* **Description of the task**
Count the lines in the material below that contain the string "instance", with case counting. Reply with the number alone.

* **Data shown**

━━━━━━━━

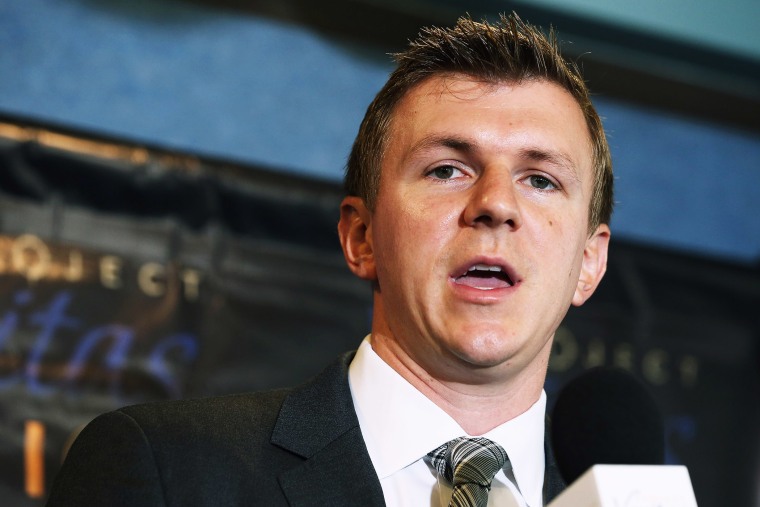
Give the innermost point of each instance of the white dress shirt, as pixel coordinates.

━━━━━━━━

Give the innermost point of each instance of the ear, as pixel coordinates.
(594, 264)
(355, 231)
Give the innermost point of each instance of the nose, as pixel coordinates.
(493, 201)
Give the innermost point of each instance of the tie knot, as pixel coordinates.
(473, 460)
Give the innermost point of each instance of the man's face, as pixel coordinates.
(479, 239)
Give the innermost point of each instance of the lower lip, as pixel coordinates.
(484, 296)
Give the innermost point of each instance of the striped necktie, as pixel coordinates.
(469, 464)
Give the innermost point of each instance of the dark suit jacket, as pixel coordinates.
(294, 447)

━━━━━━━━

* **Output of the task**
8